**Texte à lire**
Et si en fait Nétanyahou s’était fait berner pour devenir involontairement le principal collaborateur des ambitions iraniennes ?
Cela parait fou ? Pas vraiment. Voyons un peu les faits.
L’IRAN EST l’une des plus anciennes puissances du monde, avec des milliers d’années d’expérience politique. Les Iraniens ont dans le passé possédé un empire qui couvrait le monde civilisé, y compris notre petit pays. Leur réputation en matière de pratiques commerciales avisées est sans égale.
Ils sont beaucoup trop intelligents pour construire une arme nucléaire. Dans quel but ? Cela engloutirait des sommes d’argent considérables. Ils savent qu’ils n’auraient jamais la possibilité de s’en servir. Tout comme Israël avec son gros stock.
Le cauchemar de Nétanyahou d’une attaque nucléaire sur Israël n’est que cela – un cauchemar de dilettante ignorant. Israël est une puissance nucléaire capable d’une riposte vigoureuse. Comme nous le voyons, les dirigeants iraniens sont des durs à cuire réalistes. Envisageraient-ils même de provoquer une riposte israélienne inévitable qui effacerait de la surface de la terre leur civilisation trois fois millénaire ?
(Si cette capacité fait défaut, Nétanyahou pourrait être accusé et reconnu coupable de négligence criminelle.)
Même si les Iraniens avaient trompé le monde entier et avaient construit une bombe atomique, rien ne se produirait sinon un “équilibre de la terreur”, comme celui qui a sauvé le monde à l’apogée de la guerre froide entre l’Amérique et la Russie.
Les gens de l’entourage de Nétanyahou prétendent croire que, à la différence des Soviétiques de l’époque, les mollahs iraniens sont des gens insensés. Il n’y a absolument aucune preuve d’une telle affirmation. Depuis leur révolution de 1979, les dirigeants iraniens n’ont pas fait un seul pas important qui ne fut totalement rationnel. Comparés aux erreurs américaines dans la région (sans parler de celles d’Israël), les dirigeants iraniens se sont montrés totalement logiques.
Alors peut-être ont-ils échangé leurs projets nucléaires inexistants contre leur projet politique véritable : devenir la puissance hégémonique du monde musulman.
Si c’est le cas, ils doivent beaucoup à Nétanyahou.
QU’A DONC FAIT la République islamique au cours de ses 45 années d’existence pour nuire à Israël ?

**Données**
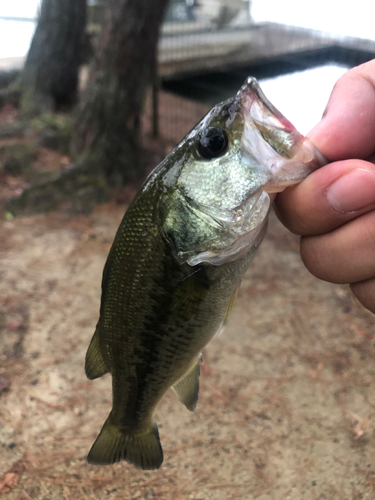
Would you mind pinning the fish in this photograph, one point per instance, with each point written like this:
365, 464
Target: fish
177, 261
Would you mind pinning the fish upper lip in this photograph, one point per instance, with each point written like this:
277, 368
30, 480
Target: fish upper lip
258, 108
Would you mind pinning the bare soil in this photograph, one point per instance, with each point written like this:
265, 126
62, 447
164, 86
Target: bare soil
286, 407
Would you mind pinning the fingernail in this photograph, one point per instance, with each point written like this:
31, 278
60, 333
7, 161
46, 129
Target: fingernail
353, 191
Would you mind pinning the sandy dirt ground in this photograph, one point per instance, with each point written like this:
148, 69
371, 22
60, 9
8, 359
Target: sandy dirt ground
286, 407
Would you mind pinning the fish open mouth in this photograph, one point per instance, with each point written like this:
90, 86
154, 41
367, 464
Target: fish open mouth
274, 142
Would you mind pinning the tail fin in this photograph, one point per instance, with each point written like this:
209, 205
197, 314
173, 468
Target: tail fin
141, 448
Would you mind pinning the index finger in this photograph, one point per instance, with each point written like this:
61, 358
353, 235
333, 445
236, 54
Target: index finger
347, 129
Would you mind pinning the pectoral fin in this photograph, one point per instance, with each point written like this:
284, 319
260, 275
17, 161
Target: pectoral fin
187, 388
231, 303
94, 363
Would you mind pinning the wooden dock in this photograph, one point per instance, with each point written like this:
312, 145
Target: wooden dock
197, 52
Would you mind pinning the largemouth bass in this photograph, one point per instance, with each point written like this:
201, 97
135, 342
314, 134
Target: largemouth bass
177, 260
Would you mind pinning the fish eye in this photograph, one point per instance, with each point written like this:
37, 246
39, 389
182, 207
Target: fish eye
213, 142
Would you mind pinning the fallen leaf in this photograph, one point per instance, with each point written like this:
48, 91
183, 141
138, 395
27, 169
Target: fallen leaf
11, 477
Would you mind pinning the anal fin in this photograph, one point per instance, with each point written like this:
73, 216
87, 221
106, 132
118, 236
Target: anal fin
94, 363
187, 388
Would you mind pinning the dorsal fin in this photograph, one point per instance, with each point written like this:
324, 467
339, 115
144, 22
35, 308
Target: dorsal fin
187, 388
94, 363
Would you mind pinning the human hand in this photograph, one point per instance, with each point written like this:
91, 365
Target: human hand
333, 209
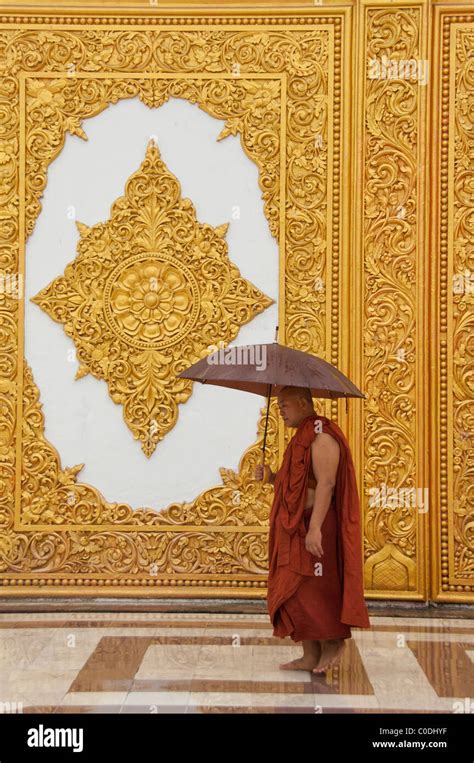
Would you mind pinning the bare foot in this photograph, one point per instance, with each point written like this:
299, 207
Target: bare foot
308, 661
331, 651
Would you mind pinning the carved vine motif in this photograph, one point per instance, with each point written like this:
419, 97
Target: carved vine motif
278, 105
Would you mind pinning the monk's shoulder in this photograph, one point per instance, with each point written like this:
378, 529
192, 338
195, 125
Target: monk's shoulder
325, 440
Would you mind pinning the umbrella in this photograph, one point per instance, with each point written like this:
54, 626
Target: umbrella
264, 369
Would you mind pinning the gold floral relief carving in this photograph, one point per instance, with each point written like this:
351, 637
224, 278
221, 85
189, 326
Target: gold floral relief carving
151, 290
273, 88
391, 218
457, 357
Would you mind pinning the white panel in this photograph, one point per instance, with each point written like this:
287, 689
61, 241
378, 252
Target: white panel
215, 425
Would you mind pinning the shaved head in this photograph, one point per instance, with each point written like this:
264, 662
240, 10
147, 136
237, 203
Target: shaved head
302, 392
295, 403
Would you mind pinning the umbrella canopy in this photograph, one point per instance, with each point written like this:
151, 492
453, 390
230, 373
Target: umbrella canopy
265, 368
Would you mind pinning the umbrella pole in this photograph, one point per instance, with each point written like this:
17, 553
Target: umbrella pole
266, 424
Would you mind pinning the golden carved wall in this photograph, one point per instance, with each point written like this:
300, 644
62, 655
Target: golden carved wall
367, 188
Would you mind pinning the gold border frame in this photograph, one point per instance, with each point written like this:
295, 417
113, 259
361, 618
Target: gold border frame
241, 584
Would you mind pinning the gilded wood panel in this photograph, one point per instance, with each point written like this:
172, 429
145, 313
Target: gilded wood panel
367, 188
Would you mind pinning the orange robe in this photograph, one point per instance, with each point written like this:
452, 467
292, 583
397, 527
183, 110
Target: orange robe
302, 604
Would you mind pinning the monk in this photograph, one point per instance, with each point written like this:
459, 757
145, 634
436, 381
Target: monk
315, 583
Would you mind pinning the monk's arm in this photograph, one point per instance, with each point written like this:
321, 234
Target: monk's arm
325, 459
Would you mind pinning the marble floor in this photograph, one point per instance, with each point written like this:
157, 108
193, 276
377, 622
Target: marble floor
221, 663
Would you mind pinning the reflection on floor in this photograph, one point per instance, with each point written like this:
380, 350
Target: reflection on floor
204, 663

**Défi**
Relevez tous les pays que le texte désigne par leur nom, dans l'ordre où ils apparaissent. Les données n'ont aucun rôle ici.

**Réponse complète**
Iran, Israël, Amérique, Russie